TEXT BLOCK:

%%

OH, SUZANNA!

 

Former Sixties starlet Suzanna Leigh, most famous for being Elvis’ leading lady in my fave Paradise, Hawaiian Style, is once again in the news. Click here to read the NY Daily News item where it is alledged that in 1989 Leigh took and never gave back a ring given to a model friend by Sharon Tate and auctioned it off recently. The woman, whom she alledgedily took it from, recently died and her son, with discovered proof, is fighting tooth and nail to get it back. Leigh claimed she was the rightful owner and denied stealing it.

Leigh has gotten a lot of bad press recently with her continued attempts to exploit her relationship with Elvis. A few years ago during Elvis week in Memphis, she tried to launch a rival convention to it featuring a number of his co-stars. The Night of a 1000 Stars was a bust and only about a dozen showed up.

TIS THE SEASON TO GIVE

With Christmas fast approaching, here are some film/TV books that I have enjoyed this past year and would make wonderful gifts:

From my former publisher McFarland and Company, Lost Laughs of ’50s and ’60s Television: Thirty Sitcoms That Faded Off Screen by David C. Tucker. As someone who writes about Sixties starlets , I loved this book that chronicles a number of sitcoms that these actresses appeared on that I really didn’t know much about since they never went into syndication or if so very briefly, such as Grindl with Imogene Coca; I’m Dickens…He’s Fenster; O.K. Crackerby!; Occasional Wife with Michael Callan wo pretends to be married to his neighbor so he can get ahead at work; etc. Two that are covered that I actually watched were my fave Love on a Rooftop starring Judy Carne as a rich girl who marries poor but proud Pete Duell and they move into a rooftop apartment in San Francisco, and The Governor and J.J. with Dan Dailey and Julie Sommars as his daughter. Tucker does a wonderful job giving the back stories of these not-so-successful sitcoms with interesting tidbits and reasons why they failed.

%%

Dataset records on object locations:
%%

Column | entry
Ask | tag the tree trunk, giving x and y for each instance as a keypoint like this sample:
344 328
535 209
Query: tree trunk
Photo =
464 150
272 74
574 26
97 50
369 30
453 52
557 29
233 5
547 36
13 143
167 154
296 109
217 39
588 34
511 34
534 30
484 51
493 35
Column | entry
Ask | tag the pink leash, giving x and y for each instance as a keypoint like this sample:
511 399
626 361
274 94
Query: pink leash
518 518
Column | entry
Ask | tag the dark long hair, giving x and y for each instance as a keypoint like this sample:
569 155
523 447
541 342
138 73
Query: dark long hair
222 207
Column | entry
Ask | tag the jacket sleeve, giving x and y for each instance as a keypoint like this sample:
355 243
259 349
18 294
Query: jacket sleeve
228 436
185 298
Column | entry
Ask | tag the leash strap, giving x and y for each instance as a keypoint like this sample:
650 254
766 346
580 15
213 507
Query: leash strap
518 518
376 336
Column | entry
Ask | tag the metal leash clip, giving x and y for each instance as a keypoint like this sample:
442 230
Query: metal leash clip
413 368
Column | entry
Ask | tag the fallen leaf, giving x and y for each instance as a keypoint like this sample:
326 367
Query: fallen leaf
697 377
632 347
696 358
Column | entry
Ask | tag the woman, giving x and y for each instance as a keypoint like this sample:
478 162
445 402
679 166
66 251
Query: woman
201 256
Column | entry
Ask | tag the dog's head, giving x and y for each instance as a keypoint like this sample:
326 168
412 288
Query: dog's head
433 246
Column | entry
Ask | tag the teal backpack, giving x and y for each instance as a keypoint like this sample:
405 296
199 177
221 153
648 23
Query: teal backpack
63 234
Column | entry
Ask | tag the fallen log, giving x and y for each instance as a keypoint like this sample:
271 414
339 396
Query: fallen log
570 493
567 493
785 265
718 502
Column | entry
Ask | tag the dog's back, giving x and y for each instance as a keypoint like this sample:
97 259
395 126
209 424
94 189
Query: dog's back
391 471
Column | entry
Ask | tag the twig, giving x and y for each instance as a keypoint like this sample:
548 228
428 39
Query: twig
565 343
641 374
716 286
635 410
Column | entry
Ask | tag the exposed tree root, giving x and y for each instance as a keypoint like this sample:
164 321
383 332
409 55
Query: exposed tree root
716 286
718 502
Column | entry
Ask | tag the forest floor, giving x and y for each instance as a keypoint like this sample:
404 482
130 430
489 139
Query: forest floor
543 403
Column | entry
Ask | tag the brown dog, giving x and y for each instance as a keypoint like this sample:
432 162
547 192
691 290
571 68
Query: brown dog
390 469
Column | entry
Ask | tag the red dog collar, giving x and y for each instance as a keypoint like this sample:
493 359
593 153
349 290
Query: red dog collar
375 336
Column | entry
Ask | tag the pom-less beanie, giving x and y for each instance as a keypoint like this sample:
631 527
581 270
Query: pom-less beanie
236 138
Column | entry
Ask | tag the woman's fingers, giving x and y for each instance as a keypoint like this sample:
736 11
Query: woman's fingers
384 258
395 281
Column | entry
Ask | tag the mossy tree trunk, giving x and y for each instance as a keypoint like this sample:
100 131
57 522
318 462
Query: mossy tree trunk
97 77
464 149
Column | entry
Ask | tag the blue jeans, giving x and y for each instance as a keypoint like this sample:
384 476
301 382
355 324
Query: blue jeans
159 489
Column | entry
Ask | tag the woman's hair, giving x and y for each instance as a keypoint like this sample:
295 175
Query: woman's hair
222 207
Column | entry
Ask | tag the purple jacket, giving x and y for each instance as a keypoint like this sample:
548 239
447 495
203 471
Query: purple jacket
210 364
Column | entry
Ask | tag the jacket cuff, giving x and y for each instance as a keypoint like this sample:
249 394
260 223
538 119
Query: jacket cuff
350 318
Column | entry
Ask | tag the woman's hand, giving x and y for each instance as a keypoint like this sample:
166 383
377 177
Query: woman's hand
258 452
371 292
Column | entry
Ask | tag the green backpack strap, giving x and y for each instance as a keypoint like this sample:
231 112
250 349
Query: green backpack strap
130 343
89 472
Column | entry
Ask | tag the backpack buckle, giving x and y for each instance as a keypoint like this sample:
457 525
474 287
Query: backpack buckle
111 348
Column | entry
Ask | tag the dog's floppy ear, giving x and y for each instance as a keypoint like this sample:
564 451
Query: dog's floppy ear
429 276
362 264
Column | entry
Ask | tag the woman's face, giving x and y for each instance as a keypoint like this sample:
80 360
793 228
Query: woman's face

%%

DIRECTIVE:
In the blog post, how many people attended The Night of a 1000 Stars? The records aren't needed here.

WRITTEN REPLY:
Only about a dozen.